### Set exercise
Show each line of the rows below that contains the word "water", copying every such line in full.

### Supplied records
⟨

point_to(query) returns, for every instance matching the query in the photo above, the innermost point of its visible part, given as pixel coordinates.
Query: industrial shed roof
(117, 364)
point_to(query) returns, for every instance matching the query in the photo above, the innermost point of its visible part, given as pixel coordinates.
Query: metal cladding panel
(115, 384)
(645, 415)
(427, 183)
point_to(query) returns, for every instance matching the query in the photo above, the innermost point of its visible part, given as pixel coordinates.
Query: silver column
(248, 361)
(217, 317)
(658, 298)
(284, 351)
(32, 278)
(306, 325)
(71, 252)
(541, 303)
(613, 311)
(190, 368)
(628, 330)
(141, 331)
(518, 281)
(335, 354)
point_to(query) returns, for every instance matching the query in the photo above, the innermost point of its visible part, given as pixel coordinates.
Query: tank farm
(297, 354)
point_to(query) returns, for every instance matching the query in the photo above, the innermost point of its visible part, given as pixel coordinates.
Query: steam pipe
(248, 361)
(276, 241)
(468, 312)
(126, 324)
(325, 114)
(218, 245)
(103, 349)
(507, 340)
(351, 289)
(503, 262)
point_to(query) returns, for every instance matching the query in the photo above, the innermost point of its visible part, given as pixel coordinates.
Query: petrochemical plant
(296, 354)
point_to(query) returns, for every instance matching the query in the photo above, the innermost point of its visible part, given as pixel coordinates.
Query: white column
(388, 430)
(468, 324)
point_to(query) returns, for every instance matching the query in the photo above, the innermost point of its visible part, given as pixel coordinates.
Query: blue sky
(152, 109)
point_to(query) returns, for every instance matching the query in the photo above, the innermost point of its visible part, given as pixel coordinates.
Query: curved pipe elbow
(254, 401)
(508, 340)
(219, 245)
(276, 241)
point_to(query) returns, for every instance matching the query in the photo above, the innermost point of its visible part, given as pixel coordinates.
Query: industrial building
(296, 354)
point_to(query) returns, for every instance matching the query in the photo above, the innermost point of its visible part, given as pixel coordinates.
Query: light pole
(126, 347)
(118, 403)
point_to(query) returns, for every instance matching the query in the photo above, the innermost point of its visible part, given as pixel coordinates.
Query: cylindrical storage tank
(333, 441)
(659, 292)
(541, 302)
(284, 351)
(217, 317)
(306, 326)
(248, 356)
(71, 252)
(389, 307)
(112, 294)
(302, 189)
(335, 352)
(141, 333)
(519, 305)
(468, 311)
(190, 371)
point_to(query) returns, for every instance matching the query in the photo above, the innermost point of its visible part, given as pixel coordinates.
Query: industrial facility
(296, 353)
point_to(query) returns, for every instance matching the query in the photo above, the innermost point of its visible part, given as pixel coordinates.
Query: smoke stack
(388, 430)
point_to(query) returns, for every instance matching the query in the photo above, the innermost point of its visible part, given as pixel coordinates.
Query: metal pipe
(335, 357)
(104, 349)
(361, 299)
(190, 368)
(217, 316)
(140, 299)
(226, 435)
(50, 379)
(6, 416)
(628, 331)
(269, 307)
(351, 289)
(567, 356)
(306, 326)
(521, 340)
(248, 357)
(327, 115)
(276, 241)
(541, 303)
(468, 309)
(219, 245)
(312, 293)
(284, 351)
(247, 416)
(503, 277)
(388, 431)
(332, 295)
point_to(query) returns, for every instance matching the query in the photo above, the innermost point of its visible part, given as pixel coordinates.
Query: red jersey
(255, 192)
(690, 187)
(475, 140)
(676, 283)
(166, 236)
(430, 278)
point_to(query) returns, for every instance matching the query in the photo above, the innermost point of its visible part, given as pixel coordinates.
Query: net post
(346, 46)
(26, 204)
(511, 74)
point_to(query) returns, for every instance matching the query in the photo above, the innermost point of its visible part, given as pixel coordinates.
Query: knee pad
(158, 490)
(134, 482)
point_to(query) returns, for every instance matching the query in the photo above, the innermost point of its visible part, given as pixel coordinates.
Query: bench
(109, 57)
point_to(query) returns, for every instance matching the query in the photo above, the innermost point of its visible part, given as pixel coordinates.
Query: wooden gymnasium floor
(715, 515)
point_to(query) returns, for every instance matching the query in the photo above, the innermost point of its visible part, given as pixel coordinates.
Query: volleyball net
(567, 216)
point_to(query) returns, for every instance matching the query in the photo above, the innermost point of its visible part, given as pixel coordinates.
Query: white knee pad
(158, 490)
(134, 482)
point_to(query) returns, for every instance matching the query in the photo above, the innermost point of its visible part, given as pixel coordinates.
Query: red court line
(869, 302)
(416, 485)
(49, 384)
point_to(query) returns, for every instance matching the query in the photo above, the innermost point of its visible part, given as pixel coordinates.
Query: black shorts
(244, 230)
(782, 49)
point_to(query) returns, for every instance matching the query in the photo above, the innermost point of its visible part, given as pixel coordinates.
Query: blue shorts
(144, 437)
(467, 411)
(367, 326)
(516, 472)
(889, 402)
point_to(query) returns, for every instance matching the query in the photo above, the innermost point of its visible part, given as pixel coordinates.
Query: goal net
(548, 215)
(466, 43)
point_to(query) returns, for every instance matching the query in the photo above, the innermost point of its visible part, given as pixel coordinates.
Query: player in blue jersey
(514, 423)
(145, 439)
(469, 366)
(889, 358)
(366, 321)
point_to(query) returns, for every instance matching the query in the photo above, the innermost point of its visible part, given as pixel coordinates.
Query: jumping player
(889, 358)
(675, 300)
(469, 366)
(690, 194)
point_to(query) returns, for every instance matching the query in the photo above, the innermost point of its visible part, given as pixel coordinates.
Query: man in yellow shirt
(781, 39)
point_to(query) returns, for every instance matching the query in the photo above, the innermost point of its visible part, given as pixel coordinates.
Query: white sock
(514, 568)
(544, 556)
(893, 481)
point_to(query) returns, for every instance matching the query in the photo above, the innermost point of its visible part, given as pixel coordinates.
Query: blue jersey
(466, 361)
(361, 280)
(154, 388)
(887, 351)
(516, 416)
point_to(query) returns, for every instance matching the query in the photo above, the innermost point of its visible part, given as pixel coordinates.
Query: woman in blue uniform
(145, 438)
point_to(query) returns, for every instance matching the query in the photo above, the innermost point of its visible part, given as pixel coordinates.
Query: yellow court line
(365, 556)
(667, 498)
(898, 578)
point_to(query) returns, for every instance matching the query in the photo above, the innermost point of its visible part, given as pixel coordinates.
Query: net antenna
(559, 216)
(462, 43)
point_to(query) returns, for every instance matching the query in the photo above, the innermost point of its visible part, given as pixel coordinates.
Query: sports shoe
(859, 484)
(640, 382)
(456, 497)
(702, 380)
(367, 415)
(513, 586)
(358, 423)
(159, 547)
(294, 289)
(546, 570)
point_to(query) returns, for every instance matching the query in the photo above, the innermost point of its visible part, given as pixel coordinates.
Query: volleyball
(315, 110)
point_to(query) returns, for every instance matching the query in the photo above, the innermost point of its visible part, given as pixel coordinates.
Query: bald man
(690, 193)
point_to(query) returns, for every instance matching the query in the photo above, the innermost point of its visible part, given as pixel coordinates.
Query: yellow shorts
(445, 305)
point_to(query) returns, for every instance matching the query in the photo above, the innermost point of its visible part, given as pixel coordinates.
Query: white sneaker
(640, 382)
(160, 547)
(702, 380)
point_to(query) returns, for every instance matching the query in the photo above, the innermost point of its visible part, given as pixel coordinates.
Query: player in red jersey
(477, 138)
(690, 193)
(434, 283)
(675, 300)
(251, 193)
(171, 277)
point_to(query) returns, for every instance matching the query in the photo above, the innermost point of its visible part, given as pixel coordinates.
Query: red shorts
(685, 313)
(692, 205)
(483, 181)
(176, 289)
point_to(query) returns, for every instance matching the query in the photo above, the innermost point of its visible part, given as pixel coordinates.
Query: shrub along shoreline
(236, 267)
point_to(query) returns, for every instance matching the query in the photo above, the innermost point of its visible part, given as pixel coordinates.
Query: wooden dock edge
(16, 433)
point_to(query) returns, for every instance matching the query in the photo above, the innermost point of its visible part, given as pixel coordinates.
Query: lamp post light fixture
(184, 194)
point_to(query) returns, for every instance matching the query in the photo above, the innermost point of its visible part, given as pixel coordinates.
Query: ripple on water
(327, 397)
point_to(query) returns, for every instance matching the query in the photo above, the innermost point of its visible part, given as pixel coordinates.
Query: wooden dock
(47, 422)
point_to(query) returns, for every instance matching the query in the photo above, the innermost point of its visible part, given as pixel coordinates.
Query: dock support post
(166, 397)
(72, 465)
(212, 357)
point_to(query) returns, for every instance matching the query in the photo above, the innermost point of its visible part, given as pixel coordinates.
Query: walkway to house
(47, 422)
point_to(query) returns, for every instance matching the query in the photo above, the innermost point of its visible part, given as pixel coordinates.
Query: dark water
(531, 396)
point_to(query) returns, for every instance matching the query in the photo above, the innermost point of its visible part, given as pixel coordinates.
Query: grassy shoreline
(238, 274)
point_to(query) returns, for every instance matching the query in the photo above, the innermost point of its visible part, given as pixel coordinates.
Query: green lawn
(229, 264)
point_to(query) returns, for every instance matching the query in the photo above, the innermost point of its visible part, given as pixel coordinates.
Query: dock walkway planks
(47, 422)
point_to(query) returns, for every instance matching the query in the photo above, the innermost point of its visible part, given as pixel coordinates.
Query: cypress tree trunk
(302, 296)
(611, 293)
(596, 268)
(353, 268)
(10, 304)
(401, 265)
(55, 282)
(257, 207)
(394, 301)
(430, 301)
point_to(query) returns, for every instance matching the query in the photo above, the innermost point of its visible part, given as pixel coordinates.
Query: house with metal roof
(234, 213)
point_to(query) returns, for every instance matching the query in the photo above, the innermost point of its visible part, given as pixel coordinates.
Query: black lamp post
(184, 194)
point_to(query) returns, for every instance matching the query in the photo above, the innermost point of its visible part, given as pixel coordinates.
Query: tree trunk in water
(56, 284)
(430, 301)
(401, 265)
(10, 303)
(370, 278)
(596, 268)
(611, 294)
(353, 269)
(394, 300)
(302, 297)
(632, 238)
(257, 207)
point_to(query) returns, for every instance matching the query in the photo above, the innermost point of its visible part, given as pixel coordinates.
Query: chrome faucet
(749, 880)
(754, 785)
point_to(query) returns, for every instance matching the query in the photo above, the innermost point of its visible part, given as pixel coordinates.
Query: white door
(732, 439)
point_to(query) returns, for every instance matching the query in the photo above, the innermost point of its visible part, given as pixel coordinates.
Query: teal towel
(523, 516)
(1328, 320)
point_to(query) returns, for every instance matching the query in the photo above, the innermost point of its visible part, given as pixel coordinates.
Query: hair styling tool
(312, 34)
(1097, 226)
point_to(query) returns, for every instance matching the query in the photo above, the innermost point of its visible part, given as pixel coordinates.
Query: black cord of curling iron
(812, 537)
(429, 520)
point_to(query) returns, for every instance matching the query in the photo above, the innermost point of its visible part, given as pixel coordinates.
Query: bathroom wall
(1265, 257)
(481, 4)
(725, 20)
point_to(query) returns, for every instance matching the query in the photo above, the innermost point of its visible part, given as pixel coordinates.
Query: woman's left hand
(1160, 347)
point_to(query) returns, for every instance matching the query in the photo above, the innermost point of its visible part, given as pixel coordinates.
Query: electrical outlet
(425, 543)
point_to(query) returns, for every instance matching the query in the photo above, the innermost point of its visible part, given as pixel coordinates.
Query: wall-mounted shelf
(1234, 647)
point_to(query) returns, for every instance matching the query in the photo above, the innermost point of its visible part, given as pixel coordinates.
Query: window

⟩

### Solution to the problem
Query: ripple on water
Query: dark water
Query: tree trunk in water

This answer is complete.